▶ [The records]:
________

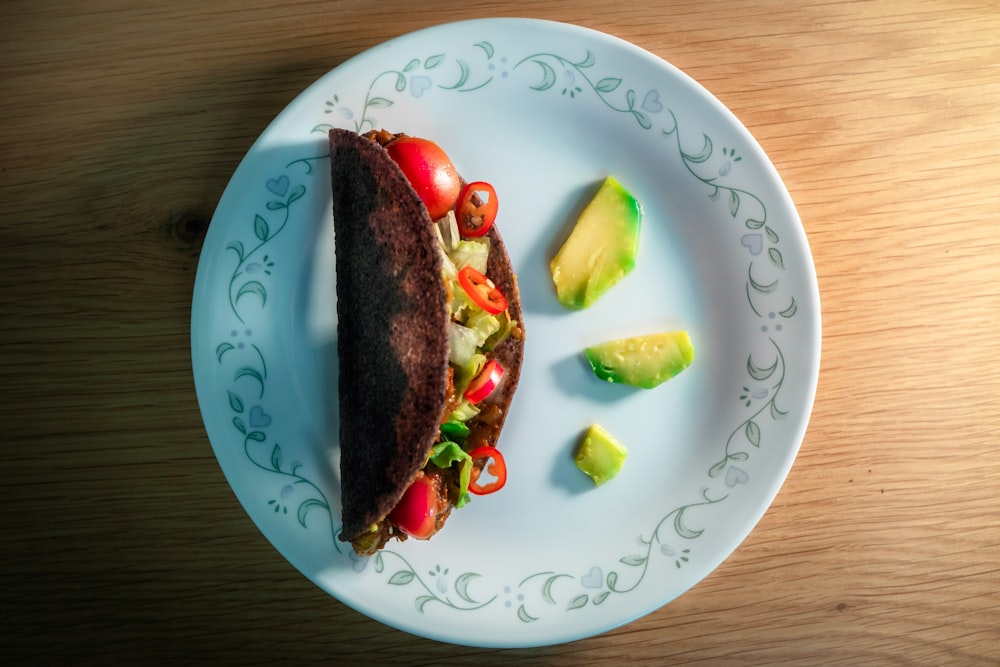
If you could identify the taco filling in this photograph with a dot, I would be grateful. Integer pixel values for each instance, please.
(471, 376)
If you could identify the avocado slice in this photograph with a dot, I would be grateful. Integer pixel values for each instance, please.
(601, 249)
(642, 361)
(599, 455)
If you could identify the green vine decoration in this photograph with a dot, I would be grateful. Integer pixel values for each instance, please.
(407, 575)
(603, 87)
(749, 428)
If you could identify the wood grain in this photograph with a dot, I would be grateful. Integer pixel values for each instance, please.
(121, 123)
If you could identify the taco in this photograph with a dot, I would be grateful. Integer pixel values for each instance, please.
(430, 337)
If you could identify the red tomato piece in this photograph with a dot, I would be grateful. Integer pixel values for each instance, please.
(476, 210)
(484, 383)
(482, 290)
(416, 512)
(430, 172)
(495, 466)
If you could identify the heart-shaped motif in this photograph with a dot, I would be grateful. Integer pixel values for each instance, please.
(418, 84)
(736, 476)
(259, 418)
(753, 242)
(593, 579)
(651, 102)
(278, 186)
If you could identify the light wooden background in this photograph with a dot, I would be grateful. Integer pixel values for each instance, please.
(121, 124)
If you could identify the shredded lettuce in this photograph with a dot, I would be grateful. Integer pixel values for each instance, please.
(474, 253)
(447, 453)
(462, 344)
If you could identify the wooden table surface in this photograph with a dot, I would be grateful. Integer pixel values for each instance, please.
(121, 125)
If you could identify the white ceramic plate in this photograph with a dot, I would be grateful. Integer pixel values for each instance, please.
(544, 111)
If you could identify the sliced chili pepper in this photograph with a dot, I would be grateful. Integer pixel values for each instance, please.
(497, 468)
(484, 383)
(482, 291)
(476, 210)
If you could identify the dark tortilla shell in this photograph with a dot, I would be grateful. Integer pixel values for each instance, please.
(392, 329)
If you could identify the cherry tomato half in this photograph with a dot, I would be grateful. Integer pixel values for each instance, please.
(484, 383)
(429, 171)
(482, 291)
(494, 466)
(416, 512)
(476, 210)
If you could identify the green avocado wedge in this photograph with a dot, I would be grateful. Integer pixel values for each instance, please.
(641, 361)
(599, 455)
(601, 249)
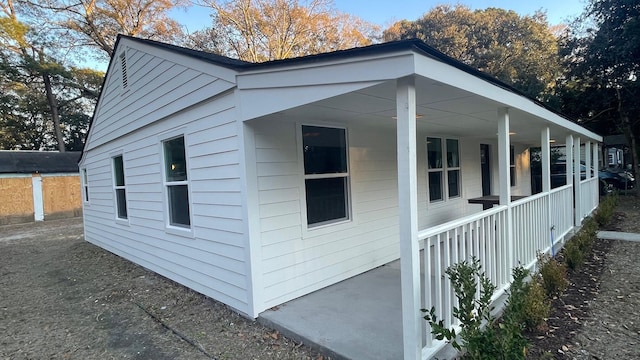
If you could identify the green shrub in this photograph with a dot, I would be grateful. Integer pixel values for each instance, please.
(481, 338)
(573, 254)
(553, 273)
(537, 307)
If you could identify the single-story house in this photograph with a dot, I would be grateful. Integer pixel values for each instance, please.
(257, 183)
(38, 185)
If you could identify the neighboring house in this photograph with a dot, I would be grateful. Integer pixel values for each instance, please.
(255, 184)
(616, 152)
(38, 185)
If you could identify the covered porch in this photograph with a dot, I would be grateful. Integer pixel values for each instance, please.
(392, 106)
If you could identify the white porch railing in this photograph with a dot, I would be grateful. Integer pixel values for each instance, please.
(484, 235)
(588, 195)
(561, 212)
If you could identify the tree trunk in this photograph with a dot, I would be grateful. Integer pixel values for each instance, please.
(633, 141)
(53, 106)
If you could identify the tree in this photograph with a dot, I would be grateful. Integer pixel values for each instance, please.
(522, 51)
(601, 88)
(38, 91)
(263, 30)
(96, 23)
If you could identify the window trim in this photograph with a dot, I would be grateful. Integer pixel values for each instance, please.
(443, 170)
(348, 220)
(84, 180)
(116, 187)
(168, 227)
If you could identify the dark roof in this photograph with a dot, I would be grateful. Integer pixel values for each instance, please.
(371, 50)
(29, 162)
(610, 140)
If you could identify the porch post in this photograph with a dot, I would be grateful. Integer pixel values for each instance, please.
(576, 181)
(587, 159)
(408, 218)
(569, 159)
(546, 159)
(505, 186)
(545, 142)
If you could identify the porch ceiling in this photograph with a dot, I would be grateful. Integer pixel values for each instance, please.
(443, 110)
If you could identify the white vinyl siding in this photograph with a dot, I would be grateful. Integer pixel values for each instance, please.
(213, 261)
(119, 187)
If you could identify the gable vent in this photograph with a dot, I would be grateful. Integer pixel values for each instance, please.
(123, 64)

________

▶ [Objective]: Change every "photograph" in the entries above to "image" and write the entries out again with everything else unchanged, leaving out the pictures.

▶ [Written solution]:
If you could identify the taco filling in this image with a dot, I would be grateful. Integer pixel values for each instance, please.
(471, 376)
If you could identify the avocado slice in this image with a dot, I would be grateful. Integer pixel values for each instance, please.
(601, 249)
(642, 361)
(599, 455)
If you could identify the green vine decoration in this image with a dot, I would be grateful. Integer pixel values for each instance, please.
(407, 575)
(603, 87)
(749, 428)
If you could identify the wood grain in this image with a dot, I would be grateful. Integer pixel values for each instance, please.
(121, 123)
If you could identify the taco in this image with a dot, I would be grateful. Integer pixel values for each instance, please.
(430, 337)
If you could identify the red tomato piece in this image with a dot, I would be grateful. Integer pixel values for each instance, please.
(476, 210)
(484, 383)
(482, 290)
(416, 512)
(430, 172)
(495, 466)
If you could identify the heart-shaped motif in this image with a dot, I would be grateful. Integer pixel values for each instance, please.
(418, 84)
(736, 476)
(259, 418)
(753, 242)
(593, 579)
(651, 102)
(278, 186)
If you could identify the light wooden background in this image with a dot, I would be grateful. Integer pixel values for each instance, please.
(121, 124)
If you could identify the shredded lettuce in this image with a dot, I would be grateful. Integer pixel values for each instance, please.
(474, 253)
(447, 453)
(462, 344)
If you could identify the wooden table surface in this image with a dot, I would be grateful. Integer pixel values for each instance, please.
(121, 125)
If you could identify the white ceramic plate in this image with a dot, I would be grateful. Integer pixel values for each instance, please.
(544, 111)
If you could identify the sliced chili pepper in this image with a dot, I would be grateful. Integer pixel values for each instance, please.
(497, 468)
(484, 383)
(482, 291)
(476, 210)
If you could identify the dark tortilla shell in this image with a dot, I would be grateful. Integer pixel values for each instance, please.
(392, 329)
If you could identify the cherry tomato half in this image with a dot, I would be grateful. Integer pixel values for each instance, please.
(484, 383)
(429, 171)
(482, 291)
(494, 466)
(416, 512)
(476, 210)
If you could identify the green avocado wedge in this image with a dot, I would be grateful. Integer pixel values for each instance, please.
(641, 361)
(599, 455)
(601, 249)
If you could identify the green shrub in this image with a dot, I would be grateful. Integer pixel values for each instance, please.
(481, 338)
(573, 254)
(553, 273)
(537, 307)
If you could identify the single-story house in this image with a dot, I would be grateful. Integer pixel values for each instance, please.
(257, 183)
(38, 185)
If you could identify the neighboring house in this image with a dot, I would be grateful. Integer pixel values for each instance, please.
(255, 184)
(616, 152)
(38, 185)
If you could identify the covered porch in this image with a dot, I would be grateful. Integer pixel values for each instance, please.
(392, 106)
If you could identify the white porch railing in this image with a dot, I would be grateful. Integer pixel values for each instance, please.
(484, 235)
(588, 195)
(561, 212)
If you could identify the tree trunk in this image with a dot, I would be grateful. Integer pixel values for each instance, please.
(633, 141)
(53, 106)
If you could identify the tree in this image with a dot, I would be grateful. Integer pixel values for each instance, please.
(522, 51)
(601, 88)
(38, 91)
(263, 30)
(96, 23)
If you could identify the window trim in this image with a dot, I would be grateful. Integer pixel values for each instance, please.
(443, 170)
(348, 220)
(84, 180)
(116, 187)
(168, 227)
If you could identify the dark roof in this image with a dot, I would be grateful. Integer pixel values for each instance, please.
(371, 50)
(29, 162)
(610, 140)
If you could identify the porch post in this image with a dot, I would be grateful. Integer pixel values for each instance, please.
(576, 181)
(587, 159)
(408, 218)
(569, 159)
(546, 159)
(505, 186)
(545, 142)
If you could identify the porch ceiling in this image with a dot, I would be grateful. Integer pixel values for each instance, please.
(443, 110)
If you could identify the white vinyl siding in this image with a dot, I would be grateful. Integer pixel values for each instance, please.
(213, 261)
(119, 187)
If you could identify the gable vent in this image with a dot, I would be grateful. Integer pixel values for each instance, please.
(123, 64)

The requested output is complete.